__SUPPLIED TEXT__
────────────────────────────────────────
5. Insulated Water Bottle/Flask
- Why: Keep the fresh spring water cold or the coca tea hot all day long
Every day on the Salkantay trek, you will be drinking fresh water directly from the mountain streams.
You will also be given freshly brewed coca tea every morning to help you with altitude.
Having an insulated water bottle is ideal for both of these. If you want to take a flask of coca tea with you for the day that will stay warm, or if you want to keep your mountain water ice-cold, then you’re set.
We use Hydroflask bottles. This is a bottle for life that you will only ever need to replace if you lose it, with the added benefit of moving away from plastic bottles which are still widely used across South America.
The Complete Salkantay Trek Packing List
If you’re doing a guided Salkantay trek, one of the advantages is you are given a duffel bag to transport most of your gear in.
────────────────────────────────────────
__DATA TO EXAMINE__
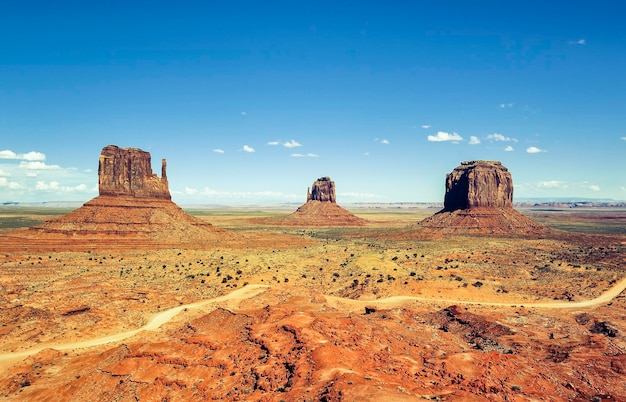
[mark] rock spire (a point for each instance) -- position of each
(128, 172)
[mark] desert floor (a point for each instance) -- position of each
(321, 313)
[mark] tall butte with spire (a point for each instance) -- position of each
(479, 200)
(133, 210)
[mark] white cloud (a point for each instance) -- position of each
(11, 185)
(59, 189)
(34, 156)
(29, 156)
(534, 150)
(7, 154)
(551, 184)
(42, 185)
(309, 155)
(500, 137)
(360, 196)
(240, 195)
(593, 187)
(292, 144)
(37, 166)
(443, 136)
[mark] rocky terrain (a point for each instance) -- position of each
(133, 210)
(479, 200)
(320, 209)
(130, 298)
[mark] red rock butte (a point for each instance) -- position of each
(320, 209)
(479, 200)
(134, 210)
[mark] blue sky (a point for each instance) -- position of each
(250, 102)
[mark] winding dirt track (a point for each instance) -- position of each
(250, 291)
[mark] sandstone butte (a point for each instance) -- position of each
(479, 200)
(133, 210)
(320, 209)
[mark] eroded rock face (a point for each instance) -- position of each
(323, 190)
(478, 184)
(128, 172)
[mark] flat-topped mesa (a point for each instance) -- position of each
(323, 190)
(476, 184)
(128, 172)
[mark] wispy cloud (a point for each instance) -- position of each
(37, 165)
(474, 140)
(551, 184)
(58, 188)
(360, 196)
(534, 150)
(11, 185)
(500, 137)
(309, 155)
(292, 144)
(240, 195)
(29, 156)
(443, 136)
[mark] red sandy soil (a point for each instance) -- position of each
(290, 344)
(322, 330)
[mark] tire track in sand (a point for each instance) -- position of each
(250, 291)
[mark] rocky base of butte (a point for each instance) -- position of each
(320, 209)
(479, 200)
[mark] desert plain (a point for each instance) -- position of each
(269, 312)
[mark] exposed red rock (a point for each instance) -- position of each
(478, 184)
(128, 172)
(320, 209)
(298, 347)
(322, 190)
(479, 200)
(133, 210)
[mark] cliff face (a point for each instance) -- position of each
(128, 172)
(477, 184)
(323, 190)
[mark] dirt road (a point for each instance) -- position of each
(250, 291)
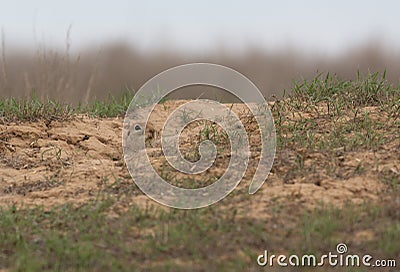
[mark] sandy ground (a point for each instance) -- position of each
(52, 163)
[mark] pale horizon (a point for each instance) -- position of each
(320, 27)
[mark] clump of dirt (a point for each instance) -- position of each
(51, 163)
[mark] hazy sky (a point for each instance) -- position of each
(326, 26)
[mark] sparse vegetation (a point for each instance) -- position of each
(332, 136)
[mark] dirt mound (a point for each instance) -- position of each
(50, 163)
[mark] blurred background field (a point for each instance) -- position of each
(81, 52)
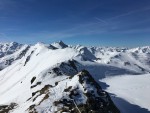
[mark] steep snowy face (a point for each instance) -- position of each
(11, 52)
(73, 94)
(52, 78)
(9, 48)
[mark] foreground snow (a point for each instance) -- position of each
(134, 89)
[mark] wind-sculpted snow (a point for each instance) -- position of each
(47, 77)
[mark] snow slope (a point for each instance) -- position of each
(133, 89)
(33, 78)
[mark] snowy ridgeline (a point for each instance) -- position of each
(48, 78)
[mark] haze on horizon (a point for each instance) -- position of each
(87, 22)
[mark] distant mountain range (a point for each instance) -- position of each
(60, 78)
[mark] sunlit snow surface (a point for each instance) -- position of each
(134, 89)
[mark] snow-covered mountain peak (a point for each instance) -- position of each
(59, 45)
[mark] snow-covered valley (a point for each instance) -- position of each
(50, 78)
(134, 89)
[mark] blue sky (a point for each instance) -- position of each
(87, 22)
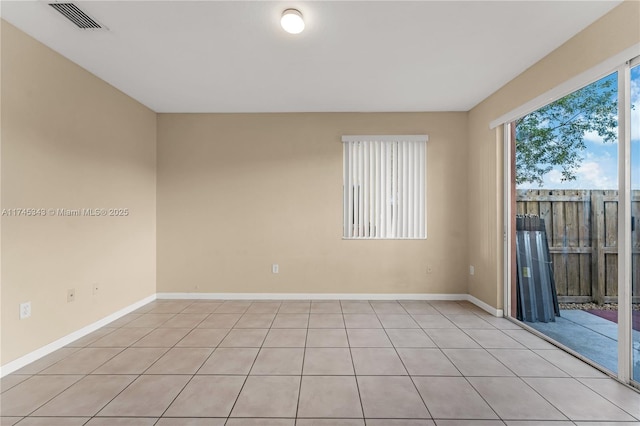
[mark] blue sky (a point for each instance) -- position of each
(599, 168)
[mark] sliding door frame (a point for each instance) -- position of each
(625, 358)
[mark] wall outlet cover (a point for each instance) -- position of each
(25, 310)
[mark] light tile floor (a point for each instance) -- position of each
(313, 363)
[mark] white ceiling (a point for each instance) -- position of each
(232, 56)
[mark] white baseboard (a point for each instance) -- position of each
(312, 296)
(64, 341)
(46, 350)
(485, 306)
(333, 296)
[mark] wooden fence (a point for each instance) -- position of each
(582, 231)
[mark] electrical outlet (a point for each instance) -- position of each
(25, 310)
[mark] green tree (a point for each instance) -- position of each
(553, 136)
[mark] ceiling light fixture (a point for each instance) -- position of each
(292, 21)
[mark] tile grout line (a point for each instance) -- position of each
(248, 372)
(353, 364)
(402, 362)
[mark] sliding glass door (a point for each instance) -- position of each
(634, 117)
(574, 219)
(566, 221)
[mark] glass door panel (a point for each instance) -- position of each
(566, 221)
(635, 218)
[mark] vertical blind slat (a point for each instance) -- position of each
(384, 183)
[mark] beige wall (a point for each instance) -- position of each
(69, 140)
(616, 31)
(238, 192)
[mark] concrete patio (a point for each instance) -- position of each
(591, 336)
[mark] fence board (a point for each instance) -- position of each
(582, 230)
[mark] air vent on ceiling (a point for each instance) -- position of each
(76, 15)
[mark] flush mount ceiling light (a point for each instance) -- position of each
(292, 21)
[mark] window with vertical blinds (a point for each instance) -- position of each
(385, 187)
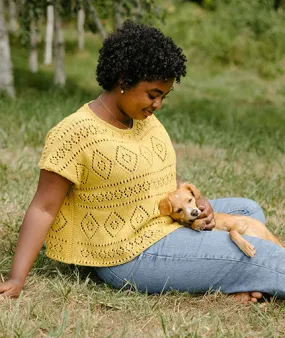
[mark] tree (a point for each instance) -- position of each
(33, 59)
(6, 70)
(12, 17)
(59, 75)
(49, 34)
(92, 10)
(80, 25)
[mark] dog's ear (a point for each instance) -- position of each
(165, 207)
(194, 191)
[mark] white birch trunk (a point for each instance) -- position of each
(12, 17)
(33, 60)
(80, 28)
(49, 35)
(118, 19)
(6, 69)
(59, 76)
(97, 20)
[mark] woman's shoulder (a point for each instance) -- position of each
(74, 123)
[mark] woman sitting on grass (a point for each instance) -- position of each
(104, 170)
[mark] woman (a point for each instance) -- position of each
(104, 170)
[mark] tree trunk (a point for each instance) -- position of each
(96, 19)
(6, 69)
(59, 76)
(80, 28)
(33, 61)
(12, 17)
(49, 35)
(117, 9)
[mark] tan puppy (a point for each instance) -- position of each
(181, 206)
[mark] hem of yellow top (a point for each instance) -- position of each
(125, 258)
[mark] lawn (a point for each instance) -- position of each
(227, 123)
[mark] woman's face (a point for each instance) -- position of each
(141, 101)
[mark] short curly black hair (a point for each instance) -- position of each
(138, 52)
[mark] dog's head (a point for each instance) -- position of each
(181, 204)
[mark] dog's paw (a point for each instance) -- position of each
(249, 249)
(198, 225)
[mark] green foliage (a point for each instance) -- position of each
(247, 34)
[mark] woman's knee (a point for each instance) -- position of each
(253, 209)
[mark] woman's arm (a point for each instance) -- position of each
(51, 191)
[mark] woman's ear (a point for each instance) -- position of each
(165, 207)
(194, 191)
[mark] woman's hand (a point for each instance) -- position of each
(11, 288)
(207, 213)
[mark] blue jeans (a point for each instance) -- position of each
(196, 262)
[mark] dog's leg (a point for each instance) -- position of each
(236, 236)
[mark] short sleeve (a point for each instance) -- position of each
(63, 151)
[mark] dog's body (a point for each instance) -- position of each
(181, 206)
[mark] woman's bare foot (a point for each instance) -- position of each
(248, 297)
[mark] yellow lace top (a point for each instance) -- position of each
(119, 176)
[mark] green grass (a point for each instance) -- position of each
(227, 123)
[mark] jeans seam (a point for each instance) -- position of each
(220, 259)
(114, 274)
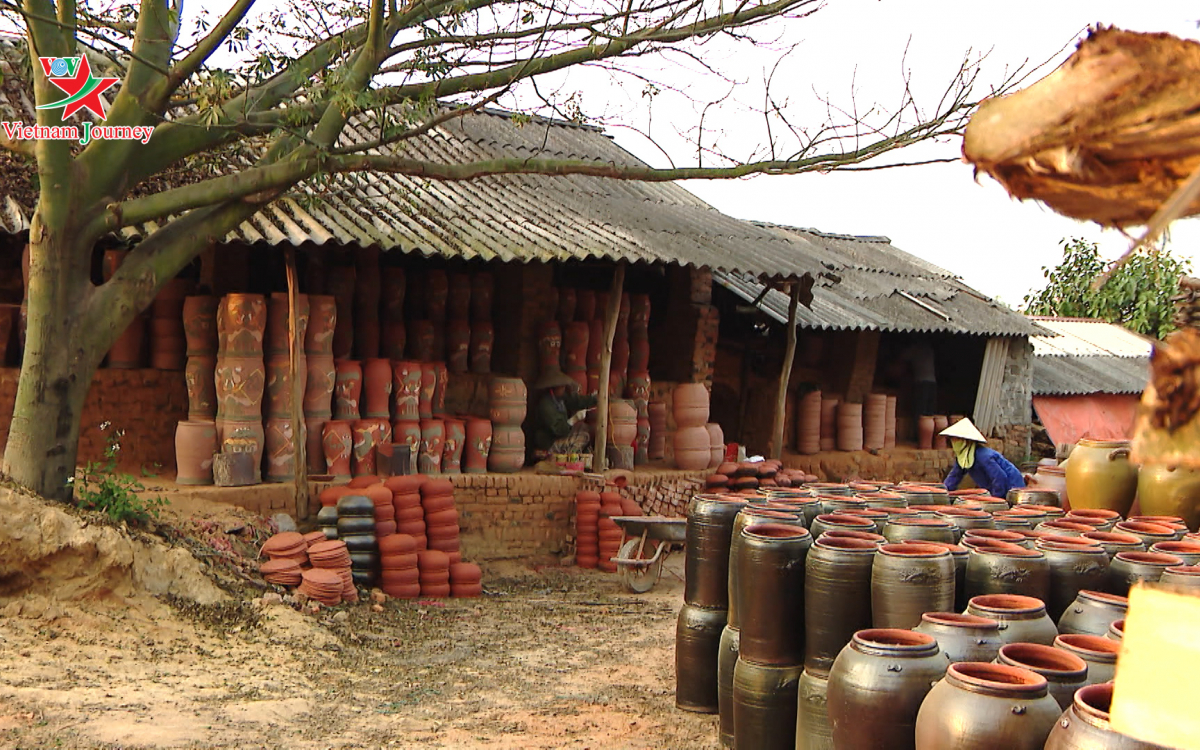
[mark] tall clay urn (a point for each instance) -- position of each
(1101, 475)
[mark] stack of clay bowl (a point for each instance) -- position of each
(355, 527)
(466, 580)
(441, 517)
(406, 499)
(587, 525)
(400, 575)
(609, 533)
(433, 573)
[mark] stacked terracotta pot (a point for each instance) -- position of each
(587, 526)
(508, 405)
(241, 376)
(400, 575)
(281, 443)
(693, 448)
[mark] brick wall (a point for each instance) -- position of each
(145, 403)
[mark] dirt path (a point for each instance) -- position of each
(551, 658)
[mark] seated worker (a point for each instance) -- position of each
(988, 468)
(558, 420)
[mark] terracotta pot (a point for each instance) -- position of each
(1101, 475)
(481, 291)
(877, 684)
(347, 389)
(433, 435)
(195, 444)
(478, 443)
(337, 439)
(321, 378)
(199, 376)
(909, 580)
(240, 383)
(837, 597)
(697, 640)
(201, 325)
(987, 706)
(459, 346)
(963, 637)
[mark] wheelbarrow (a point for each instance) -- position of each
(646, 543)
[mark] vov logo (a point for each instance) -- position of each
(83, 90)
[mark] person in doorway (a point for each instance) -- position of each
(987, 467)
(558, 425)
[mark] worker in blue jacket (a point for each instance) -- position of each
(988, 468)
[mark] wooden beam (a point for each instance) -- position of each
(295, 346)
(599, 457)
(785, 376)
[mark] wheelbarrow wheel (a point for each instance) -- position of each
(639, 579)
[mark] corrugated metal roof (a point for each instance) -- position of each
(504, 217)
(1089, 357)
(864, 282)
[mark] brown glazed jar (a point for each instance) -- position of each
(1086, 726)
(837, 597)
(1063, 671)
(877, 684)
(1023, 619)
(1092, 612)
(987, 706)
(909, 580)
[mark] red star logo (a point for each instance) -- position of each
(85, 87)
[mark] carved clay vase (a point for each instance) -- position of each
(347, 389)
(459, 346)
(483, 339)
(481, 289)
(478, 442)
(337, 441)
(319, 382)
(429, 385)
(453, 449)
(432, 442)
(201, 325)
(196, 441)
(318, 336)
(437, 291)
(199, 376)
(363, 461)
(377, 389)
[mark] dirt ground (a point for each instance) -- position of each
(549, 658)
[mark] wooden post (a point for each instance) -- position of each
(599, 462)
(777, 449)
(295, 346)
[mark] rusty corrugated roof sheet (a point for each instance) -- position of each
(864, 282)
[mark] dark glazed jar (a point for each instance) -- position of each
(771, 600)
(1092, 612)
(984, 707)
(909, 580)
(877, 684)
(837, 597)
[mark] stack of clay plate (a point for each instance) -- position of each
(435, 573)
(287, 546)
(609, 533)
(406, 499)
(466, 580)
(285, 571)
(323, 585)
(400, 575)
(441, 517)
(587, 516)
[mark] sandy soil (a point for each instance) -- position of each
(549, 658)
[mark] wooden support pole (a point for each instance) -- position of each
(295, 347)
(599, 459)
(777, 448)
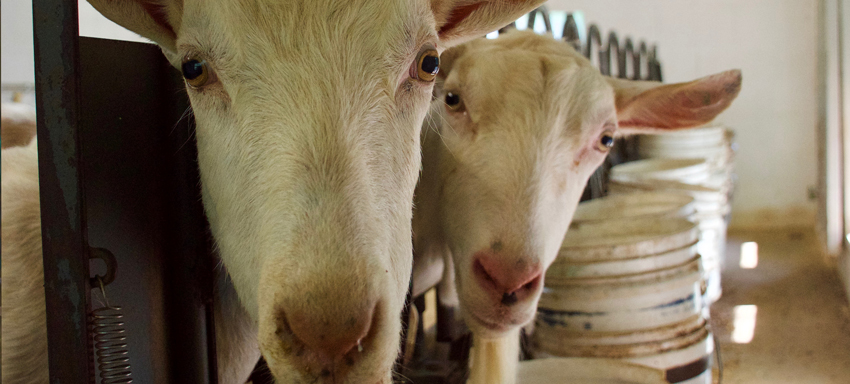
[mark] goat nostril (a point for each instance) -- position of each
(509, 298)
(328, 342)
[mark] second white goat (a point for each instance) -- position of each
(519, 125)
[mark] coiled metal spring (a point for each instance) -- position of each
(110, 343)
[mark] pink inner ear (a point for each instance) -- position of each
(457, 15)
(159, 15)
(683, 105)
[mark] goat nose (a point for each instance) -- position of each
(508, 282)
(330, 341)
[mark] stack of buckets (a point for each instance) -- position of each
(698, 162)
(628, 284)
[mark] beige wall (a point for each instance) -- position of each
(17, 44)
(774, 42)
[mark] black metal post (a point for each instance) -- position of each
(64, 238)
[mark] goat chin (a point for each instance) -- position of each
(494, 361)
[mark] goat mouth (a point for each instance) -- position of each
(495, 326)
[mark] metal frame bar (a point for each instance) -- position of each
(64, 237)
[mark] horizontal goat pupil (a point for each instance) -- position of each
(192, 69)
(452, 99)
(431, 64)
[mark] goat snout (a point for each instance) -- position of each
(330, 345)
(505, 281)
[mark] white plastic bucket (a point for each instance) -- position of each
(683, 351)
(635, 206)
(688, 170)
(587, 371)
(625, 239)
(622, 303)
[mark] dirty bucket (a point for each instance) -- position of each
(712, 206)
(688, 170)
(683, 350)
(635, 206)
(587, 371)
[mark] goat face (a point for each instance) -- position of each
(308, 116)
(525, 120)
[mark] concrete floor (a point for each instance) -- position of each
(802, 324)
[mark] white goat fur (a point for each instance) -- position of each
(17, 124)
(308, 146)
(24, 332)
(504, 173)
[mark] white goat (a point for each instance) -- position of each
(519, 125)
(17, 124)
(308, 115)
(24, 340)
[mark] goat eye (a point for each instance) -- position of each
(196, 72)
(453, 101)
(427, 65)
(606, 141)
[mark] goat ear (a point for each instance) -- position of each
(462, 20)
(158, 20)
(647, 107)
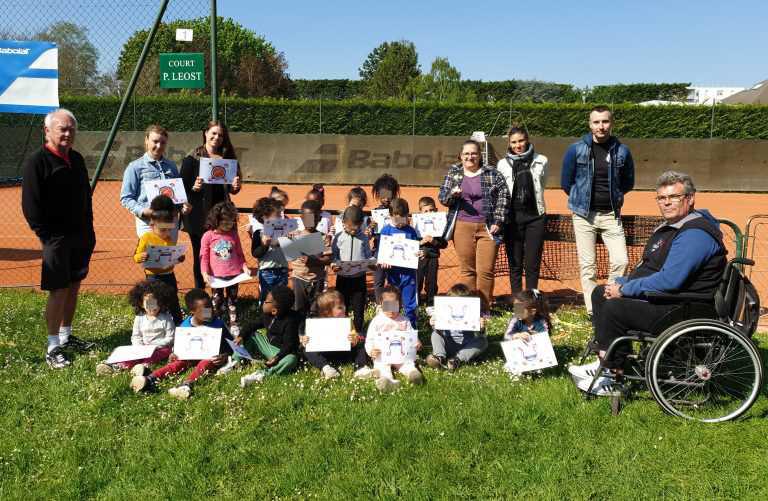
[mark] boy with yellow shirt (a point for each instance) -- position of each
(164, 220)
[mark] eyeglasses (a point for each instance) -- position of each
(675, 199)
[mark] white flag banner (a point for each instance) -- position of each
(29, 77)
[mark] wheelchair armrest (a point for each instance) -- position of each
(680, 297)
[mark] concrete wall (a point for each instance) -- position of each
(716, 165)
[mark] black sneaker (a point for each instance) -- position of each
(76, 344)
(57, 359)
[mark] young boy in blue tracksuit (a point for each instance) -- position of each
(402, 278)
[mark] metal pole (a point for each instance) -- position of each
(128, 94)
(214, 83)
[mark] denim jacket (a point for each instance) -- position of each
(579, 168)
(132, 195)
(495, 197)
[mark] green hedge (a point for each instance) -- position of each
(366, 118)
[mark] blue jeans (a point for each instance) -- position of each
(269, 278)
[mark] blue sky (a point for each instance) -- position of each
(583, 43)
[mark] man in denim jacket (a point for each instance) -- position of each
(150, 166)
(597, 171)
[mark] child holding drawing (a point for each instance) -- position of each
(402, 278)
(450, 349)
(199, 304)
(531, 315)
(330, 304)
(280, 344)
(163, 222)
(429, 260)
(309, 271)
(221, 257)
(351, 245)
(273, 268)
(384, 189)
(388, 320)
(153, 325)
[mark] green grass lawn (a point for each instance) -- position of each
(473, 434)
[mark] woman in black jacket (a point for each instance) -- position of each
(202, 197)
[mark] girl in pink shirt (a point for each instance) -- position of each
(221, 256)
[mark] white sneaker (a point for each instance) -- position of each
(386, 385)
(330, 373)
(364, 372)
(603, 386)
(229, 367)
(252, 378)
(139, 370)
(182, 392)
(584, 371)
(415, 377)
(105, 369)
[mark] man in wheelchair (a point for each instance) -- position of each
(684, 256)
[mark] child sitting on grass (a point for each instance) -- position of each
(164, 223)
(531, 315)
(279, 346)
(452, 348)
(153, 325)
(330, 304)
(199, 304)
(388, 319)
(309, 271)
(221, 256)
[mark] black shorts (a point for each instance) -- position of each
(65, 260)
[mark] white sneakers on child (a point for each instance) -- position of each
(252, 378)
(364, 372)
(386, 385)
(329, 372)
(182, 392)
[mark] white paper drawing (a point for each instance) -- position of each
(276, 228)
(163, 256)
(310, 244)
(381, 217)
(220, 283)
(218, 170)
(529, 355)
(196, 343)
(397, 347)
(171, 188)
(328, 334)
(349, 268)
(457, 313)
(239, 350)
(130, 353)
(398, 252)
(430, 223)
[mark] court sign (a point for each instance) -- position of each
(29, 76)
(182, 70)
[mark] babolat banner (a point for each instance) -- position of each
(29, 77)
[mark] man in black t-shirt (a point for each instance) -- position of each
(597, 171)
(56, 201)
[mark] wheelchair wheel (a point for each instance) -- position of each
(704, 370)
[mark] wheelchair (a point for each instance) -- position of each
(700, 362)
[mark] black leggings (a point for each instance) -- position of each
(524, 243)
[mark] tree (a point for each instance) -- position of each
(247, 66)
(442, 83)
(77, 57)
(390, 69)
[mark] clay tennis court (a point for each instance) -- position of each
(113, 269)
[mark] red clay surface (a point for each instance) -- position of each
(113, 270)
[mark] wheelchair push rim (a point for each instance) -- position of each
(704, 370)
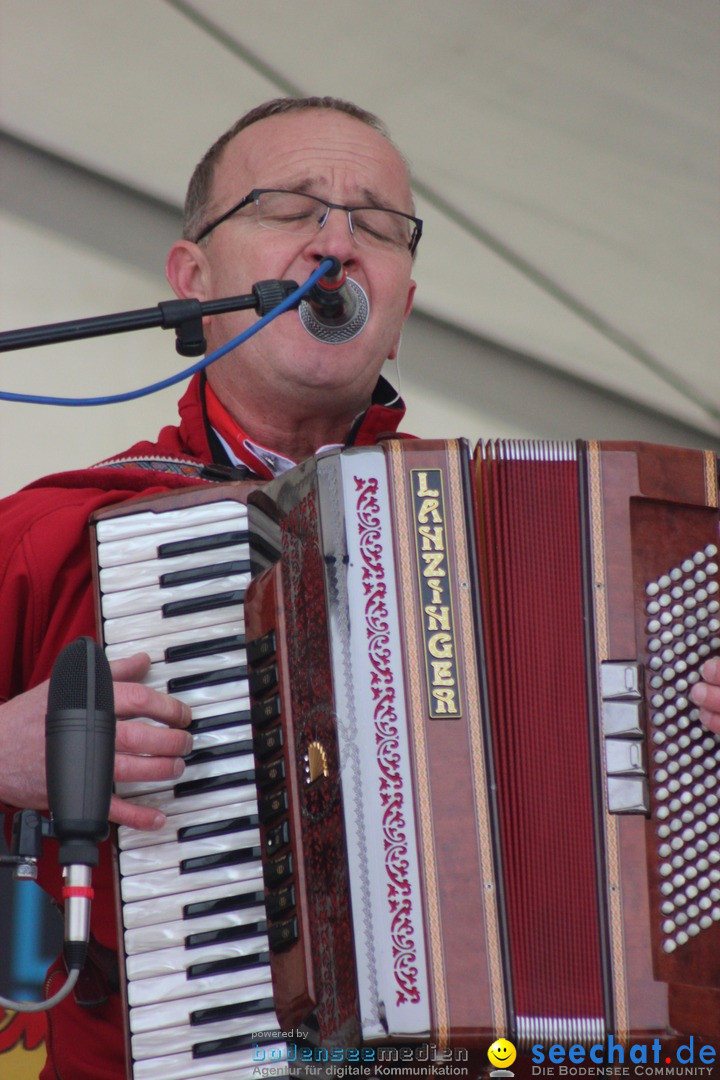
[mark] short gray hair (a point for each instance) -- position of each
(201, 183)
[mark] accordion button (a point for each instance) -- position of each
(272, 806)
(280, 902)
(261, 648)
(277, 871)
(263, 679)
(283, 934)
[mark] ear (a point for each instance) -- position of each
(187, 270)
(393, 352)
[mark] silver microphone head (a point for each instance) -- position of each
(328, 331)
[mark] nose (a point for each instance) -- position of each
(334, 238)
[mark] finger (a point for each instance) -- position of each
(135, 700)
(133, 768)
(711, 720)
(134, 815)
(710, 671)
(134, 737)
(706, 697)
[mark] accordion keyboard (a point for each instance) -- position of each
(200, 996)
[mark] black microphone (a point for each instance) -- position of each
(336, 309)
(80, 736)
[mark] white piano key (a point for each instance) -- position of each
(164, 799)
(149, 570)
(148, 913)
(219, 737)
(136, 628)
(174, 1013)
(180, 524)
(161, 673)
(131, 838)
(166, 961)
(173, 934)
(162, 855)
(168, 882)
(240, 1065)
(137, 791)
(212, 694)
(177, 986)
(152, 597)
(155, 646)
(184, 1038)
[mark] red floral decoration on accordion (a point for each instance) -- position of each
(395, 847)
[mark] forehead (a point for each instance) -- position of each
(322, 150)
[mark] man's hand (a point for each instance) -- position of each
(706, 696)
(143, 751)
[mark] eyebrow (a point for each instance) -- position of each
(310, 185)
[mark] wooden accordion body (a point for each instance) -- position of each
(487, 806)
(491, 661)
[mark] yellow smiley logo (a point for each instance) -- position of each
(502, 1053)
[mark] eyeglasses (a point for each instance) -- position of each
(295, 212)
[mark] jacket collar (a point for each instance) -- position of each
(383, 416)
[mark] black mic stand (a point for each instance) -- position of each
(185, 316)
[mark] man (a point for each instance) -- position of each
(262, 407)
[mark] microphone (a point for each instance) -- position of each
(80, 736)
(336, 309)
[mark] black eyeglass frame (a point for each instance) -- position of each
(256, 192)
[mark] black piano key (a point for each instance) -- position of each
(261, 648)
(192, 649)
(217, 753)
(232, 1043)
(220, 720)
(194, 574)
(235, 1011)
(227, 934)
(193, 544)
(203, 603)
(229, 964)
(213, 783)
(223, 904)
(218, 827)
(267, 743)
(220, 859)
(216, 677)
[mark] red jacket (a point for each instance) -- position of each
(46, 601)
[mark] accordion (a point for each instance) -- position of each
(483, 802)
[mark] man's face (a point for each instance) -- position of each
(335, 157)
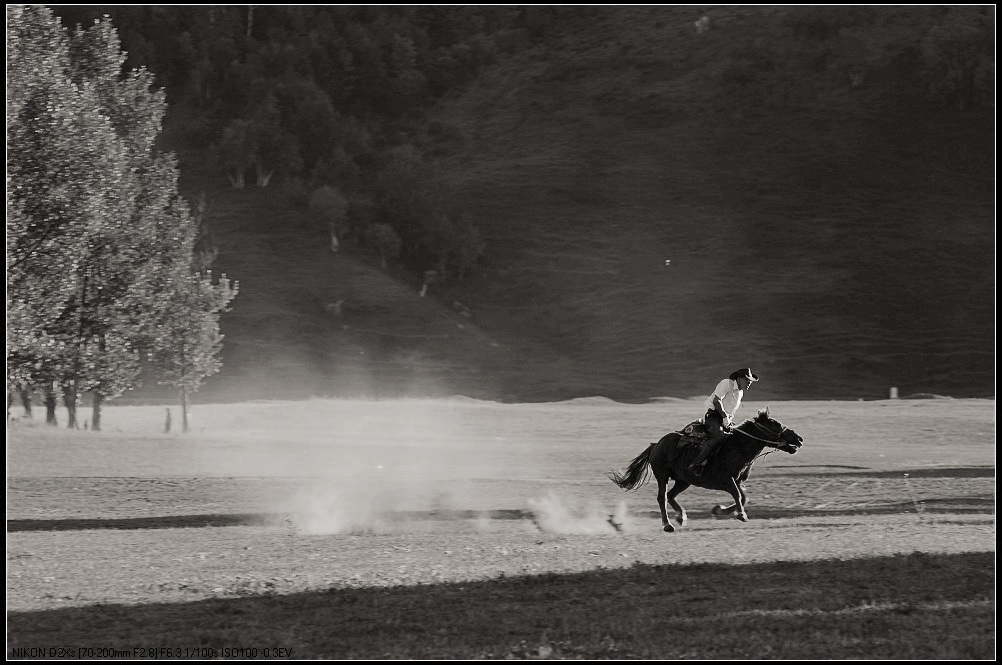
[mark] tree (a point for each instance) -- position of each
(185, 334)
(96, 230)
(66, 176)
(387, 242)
────────────────────────────────────────
__WHAT YOU HAVE TO DO__
Reproduce the passage from the Salkantay trek text, beginning at the words "We use Hydroflask" and stopping after the words "your gear in.". Nothing in the listing matters for this work.

__EXERCISE OUTPUT__
We use Hydroflask bottles. This is a bottle for life that you will only ever need to replace if you lose it, with the added benefit of moving away from plastic bottles which are still widely used across South America.
The Complete Salkantay Trek Packing List
If you’re doing a guided Salkantay trek, one of the advantages is you are given a duffel bag to transport most of your gear in.